*Given exercise:* Put each line of the rows below into a JSON list of strings, one string per line, with blank lines skipped. Leave the pictures out of the list.

Collected data:
■ ■ ■ ■ ■ ■ ■

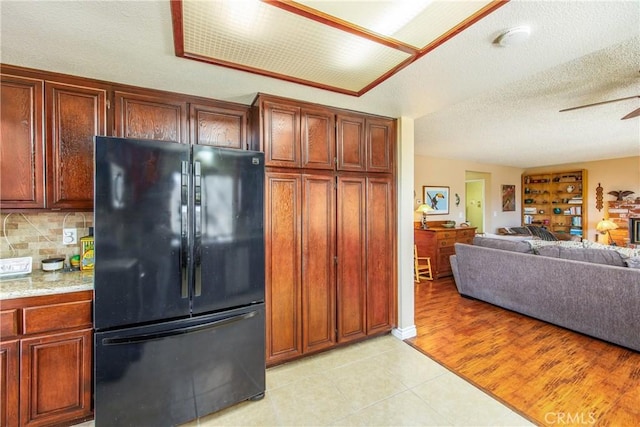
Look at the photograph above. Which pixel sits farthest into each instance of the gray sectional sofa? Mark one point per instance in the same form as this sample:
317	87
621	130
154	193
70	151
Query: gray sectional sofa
592	297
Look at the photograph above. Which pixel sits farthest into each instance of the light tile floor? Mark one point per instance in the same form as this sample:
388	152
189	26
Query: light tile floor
379	382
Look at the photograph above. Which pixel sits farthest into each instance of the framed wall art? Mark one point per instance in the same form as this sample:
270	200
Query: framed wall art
508	198
437	198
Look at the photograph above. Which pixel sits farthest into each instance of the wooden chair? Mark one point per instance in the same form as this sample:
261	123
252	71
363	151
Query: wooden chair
422	266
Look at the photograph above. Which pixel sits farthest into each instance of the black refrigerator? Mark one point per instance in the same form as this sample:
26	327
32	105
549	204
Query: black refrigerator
179	281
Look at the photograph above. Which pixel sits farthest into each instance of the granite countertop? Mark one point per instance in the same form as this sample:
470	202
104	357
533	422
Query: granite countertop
45	283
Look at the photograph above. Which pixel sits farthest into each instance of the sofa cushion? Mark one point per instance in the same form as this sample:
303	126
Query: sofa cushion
505	245
596	256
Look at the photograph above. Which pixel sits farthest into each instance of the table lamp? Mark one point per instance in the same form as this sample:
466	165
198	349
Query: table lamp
423	209
605	226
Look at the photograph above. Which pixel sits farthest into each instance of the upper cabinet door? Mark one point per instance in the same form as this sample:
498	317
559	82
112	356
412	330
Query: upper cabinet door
281	127
318	140
75	115
150	117
351	143
381	136
218	126
21	143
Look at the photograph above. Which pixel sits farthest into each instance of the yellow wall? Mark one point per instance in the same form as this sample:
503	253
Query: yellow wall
453	174
612	174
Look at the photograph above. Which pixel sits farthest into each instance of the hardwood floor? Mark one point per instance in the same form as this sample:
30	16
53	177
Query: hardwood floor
548	374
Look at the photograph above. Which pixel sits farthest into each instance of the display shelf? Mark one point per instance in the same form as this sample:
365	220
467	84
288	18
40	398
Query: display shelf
555	200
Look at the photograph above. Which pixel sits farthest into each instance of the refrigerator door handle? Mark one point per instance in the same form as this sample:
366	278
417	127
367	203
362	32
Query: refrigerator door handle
180	331
198	229
184	231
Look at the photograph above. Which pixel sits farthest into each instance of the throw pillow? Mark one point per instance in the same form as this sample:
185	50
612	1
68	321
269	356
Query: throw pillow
633	262
502	244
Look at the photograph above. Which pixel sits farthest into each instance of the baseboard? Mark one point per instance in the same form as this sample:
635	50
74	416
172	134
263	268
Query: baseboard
405	333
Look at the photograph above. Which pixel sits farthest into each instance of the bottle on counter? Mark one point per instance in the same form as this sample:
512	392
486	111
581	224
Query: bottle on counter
87	251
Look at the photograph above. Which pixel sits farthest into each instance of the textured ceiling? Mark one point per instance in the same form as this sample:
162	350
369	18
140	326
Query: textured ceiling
470	98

■ ■ ■ ■ ■ ■ ■

*Answer to this problem:*
[
  "Look at the photograph above. Which pixel sits farthest into each instance of the gray sectional sofa? Mark one point per instance in the same form as this sample:",
  "317\t87",
  "621\t130",
  "154\t193",
  "70\t151",
  "Query: gray sectional sofa",
  "592\t297",
  "Look at the photograph above. Which pixel sits farthest into each instance of the light tile floor? Mark one point per instance in the same form as this sample:",
  "388\t152",
  "189\t26",
  "Query: light tile floor",
  "379\t382",
  "Look at the photograph above. Which pixel sits farthest into each instance of the framed wall art? Mark one point per instance in the same form as this sample:",
  "270\t200",
  "Query: framed wall art",
  "508\t198",
  "437\t198",
  "Look at the photograph above. Which pixel sits farthest into each instance of the wooden chair? Mark one point per instance in the same form as this sample:",
  "261\t123",
  "252\t71",
  "363\t151",
  "Query: wooden chair",
  "422\t266",
  "Look at the photograph above. Which pixel sits farthest into each instance of the black refrigerator? Mark one point per instance in the same form as this sample:",
  "26\t327",
  "32\t105",
  "549\t204",
  "Query: black refrigerator",
  "179\t281",
  "Look at the photograph above. Which pixel sits farthest into each instance of the granite countertop? Mark one point per instance in the same form as this sample:",
  "470\t202",
  "104\t357",
  "533\t422",
  "Query: granite countertop",
  "45\t283",
  "Look at the photograph above. Which pixel sits farthest into each instance of the sofa cushion? Mark one point per instance in the same form as this sample:",
  "303\t126",
  "Query: sofa cushion",
  "505\t245",
  "596\t256",
  "Look at the photograph above. Which pixel sits farthest into each instance of the table lamp? Mark one point per instance in the same form as this sample:",
  "466\t165",
  "198\t349",
  "Query: table lamp",
  "423\t209",
  "605\t226",
  "Look at the photograph above. Which pixel sits farthest into each instance of the upper cabinet door? Mark one point per instance in the same form as this sample:",
  "498\t317",
  "559\t82",
  "112\t356",
  "412\t330",
  "Query: upper cabinet door",
  "281\t127",
  "318\t140",
  "75\t115",
  "150\t117",
  "351\t143",
  "381\t136",
  "218\t126",
  "21\t143",
  "Look at the photograph above. Which pixel sits farthest into each instance of the yellow wall? Mark one point per instance in the same form as this sample:",
  "503\t253",
  "Query: yellow wall",
  "453\t174",
  "612\t174",
  "Look at the photograph above. Which pixel sits farthest into each instance of the hardwood floor? Mark one point per instance in the same form as this sample:",
  "30\t16",
  "53\t177",
  "Query: hardwood floor",
  "548\t374",
  "Look at the photograph above. Which pixel sits farthest into each instance of the display shelf? Mark one point per instance in the same form as this sample:",
  "365\t220",
  "467\t84",
  "288\t18",
  "40\t398",
  "Query: display shelf",
  "555\t200",
  "Look at the photograph above. Which pixel sits farthest into each instance of the refrigerator door handle? Mark one point per instance in the same form as this sample:",
  "366\t278",
  "417\t127",
  "367\t203",
  "362\t32",
  "Query: refrigerator door handle",
  "180\t331",
  "198\t229",
  "184\t231",
  "Look at the photograph above. Which pixel sits farthest into each instance of the throw pillow? Mark one point per instance in the same form as this sample:",
  "185\t50",
  "612\t1",
  "68\t321",
  "269\t356",
  "Query: throw pillow",
  "633\t262",
  "502\t244",
  "Look at the photograph above. Which pixel sits farthest into each instance of the baseboard? Mark one point per instance in the same form as this sample:",
  "635\t50",
  "74\t416",
  "172\t134",
  "263\t268",
  "Query: baseboard",
  "405\t333",
  "Look at the photograph above. Which pixel sits farthest into each instance of the bottle on counter? Mark one point per instance in the same form as this sample:",
  "512\t392",
  "486\t111",
  "581\t224",
  "Query: bottle on counter",
  "87\t251",
  "Look at the photograph above. Which pixel sits farthest into each instance of the textured ceiling? Mark one point per instance in the same form as this sample:",
  "162\t350",
  "369\t18",
  "140\t326",
  "Query: textured ceiling",
  "470\t98"
]